* _Directive_:
Reproduce the listing from its first line through the line containing "[525,138,567,155]", inclusive, with "wooden cart" replaced by "wooden wagon" and nothing else changed.

(Box-labeled dataset extracts)
--*--
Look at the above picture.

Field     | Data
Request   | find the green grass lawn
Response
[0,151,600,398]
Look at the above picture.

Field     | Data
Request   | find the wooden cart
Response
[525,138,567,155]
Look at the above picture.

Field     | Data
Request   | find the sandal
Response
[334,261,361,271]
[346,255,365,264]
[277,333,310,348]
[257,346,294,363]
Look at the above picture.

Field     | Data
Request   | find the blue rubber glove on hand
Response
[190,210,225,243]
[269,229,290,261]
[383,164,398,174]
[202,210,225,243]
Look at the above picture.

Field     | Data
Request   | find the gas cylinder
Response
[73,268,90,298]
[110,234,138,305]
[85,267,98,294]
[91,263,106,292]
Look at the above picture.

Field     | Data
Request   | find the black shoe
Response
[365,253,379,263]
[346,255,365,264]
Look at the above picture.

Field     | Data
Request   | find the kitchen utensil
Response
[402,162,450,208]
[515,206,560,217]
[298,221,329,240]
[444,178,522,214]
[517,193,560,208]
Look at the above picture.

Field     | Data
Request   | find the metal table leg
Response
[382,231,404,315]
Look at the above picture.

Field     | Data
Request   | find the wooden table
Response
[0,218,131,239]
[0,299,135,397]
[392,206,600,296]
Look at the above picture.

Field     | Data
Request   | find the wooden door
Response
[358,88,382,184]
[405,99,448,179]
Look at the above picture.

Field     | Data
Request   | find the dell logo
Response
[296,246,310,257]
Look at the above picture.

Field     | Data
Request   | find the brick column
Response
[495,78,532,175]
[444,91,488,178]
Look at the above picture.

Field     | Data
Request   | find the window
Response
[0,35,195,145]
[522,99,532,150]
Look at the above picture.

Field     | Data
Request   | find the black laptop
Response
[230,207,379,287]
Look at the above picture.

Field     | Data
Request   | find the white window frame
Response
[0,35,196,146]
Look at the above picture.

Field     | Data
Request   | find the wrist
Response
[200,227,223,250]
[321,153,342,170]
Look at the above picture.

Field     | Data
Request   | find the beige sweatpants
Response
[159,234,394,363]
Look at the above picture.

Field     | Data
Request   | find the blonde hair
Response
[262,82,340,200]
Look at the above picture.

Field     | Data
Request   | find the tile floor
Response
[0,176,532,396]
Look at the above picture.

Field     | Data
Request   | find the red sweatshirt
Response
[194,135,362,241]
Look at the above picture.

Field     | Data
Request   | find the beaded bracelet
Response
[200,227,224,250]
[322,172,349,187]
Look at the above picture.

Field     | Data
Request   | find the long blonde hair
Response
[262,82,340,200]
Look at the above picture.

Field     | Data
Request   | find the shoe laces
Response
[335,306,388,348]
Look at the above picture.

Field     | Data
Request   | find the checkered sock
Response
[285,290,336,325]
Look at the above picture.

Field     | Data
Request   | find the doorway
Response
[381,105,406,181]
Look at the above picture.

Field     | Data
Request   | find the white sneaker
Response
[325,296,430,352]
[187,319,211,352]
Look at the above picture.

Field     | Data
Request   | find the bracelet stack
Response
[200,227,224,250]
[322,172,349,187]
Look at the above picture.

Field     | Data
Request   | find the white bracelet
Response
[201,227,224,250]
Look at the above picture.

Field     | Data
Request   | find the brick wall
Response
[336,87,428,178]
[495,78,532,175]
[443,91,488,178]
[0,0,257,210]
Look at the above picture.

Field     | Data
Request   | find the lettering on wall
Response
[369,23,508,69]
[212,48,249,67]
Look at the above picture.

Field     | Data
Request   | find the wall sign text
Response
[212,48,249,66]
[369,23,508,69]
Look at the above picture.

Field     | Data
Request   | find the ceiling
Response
--*--
* _Response_:
Look at the above picture.

Field     | Data
Request   | find the green grass lawn
Response
[0,151,600,398]
Look at the above picture.

Field     | Data
Request   | find the wooden wagon
Response
[525,138,567,155]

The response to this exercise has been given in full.